Extract every line of the entries that contains the word "edge", with case counting.

* _STORED RECORDS_
>> BEGIN

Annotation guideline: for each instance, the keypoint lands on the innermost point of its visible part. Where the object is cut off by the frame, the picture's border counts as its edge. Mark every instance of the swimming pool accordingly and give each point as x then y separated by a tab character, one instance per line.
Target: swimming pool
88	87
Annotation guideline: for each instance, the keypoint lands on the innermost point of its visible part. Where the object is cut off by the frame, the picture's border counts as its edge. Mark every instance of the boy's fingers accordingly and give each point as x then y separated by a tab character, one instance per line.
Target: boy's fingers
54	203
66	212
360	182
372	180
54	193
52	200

>> END
>> BEGIN

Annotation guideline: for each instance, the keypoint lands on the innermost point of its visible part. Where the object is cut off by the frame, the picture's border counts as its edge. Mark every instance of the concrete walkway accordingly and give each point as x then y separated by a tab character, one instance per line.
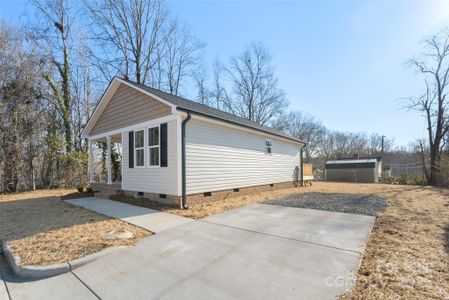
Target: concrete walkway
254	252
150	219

>> END

* _RESULT OF THE EXERCISE_
Annotation guideline: for each instance, the keypoint lands on the innermost point of its visible part. Where the object is cut off by the frame, the picture's border counts as its edge. Mark every instance of the swimming pool accordingly and give each point as x then y separated by a tab character, one instance per line.
Annotation guideline: for each instance, the keypoint lands on the innermost point of its visible part. Where the object is cut off by the frame, the picture's border counts as its edge. Mark every instance of the boy's fingers accordingly and give each point as x then y separated by a tab character, one instance per line.
Annotation guideline: for each instance, the keypoint lands on the innermost point of its visible part. Where the object is cut off by the frame, the picture's border counts as its edge. Mark every instance of the concrete walkway accordingly and give each point as x then y separated by a tab character, one instance per line.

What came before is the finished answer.